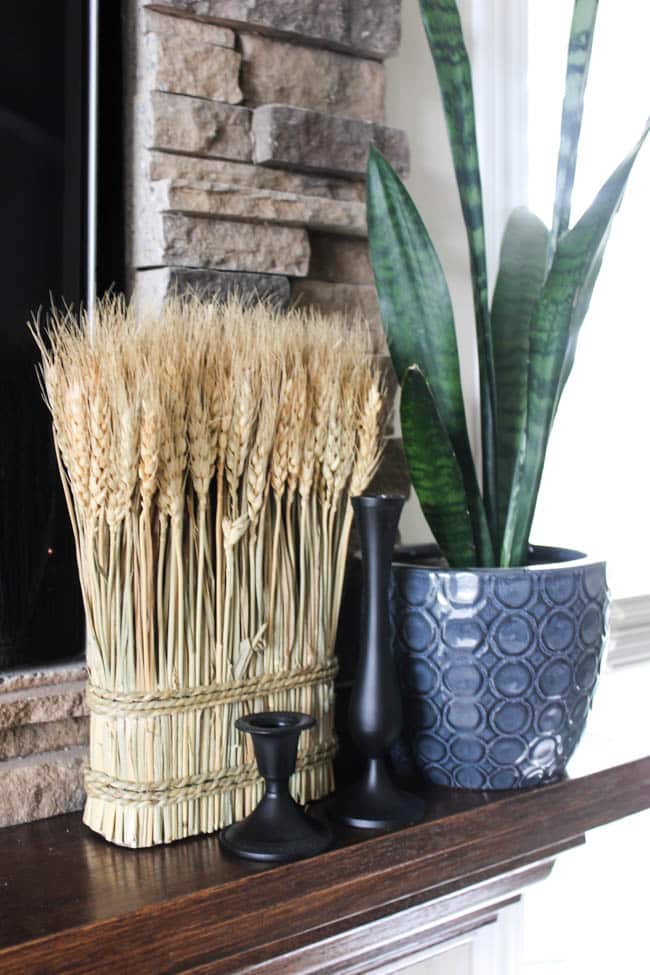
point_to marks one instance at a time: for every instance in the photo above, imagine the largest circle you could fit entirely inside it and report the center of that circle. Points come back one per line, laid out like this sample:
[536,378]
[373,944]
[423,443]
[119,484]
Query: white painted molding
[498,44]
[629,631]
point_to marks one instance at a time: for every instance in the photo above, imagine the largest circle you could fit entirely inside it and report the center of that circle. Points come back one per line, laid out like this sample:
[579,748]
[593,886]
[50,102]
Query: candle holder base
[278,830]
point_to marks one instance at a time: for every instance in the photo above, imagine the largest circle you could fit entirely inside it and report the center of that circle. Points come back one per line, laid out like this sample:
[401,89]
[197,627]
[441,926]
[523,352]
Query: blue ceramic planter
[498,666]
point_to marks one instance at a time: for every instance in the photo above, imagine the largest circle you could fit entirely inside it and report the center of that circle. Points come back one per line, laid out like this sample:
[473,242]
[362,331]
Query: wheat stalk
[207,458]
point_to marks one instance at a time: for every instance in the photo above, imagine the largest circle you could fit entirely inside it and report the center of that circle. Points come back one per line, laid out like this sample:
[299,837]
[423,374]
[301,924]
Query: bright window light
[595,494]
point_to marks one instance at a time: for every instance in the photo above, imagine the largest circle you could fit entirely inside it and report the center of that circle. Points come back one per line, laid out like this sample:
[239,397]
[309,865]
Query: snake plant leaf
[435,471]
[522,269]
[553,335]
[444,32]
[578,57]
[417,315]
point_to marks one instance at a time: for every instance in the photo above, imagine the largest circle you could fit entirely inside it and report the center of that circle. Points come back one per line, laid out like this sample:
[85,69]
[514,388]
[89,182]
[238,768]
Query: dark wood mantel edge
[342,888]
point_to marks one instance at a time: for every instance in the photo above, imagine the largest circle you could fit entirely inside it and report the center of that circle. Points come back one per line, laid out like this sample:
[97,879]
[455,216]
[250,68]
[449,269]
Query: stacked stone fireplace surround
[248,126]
──────────────────────────────
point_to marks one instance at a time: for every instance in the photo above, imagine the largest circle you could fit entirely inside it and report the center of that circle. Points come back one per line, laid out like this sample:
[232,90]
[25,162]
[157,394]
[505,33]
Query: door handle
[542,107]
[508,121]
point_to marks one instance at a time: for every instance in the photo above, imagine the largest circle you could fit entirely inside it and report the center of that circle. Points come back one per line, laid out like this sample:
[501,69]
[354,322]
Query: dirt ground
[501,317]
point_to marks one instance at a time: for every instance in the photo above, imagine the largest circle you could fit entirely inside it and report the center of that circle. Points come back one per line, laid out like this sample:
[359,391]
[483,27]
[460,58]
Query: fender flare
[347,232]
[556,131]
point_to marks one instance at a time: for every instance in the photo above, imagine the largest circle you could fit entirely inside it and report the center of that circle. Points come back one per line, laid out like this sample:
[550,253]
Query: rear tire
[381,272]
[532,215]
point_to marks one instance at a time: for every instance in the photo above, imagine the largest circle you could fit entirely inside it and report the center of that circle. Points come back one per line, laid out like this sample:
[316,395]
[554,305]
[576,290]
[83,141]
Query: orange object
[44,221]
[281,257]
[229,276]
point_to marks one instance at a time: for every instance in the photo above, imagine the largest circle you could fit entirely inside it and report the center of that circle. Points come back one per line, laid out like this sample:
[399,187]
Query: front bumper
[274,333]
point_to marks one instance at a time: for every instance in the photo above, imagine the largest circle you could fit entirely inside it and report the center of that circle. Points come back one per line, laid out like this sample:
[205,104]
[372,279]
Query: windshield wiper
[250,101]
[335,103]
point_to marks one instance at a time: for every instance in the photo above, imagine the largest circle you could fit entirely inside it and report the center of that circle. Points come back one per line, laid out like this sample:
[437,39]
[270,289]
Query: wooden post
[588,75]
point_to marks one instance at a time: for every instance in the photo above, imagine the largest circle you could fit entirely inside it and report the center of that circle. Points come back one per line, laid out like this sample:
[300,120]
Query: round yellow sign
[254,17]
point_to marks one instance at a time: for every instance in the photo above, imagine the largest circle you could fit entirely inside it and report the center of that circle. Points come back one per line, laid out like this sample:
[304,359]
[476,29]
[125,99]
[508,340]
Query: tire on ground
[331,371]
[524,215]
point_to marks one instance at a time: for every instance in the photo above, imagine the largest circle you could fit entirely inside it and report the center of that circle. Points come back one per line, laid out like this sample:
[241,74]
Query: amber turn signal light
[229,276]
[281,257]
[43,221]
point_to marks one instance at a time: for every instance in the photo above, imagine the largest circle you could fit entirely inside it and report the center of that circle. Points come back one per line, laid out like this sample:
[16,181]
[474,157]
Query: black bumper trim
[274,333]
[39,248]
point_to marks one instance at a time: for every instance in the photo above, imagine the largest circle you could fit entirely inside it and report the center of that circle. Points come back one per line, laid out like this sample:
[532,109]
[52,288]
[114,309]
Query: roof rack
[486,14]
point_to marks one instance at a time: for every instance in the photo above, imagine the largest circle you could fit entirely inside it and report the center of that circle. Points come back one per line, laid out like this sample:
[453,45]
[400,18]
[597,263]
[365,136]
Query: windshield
──────────────────────────────
Pick out each line in the entries above that contains the string "light". Case matters.

→ SOLUTION BELOW:
Query: bright window light
Query: amber turn signal light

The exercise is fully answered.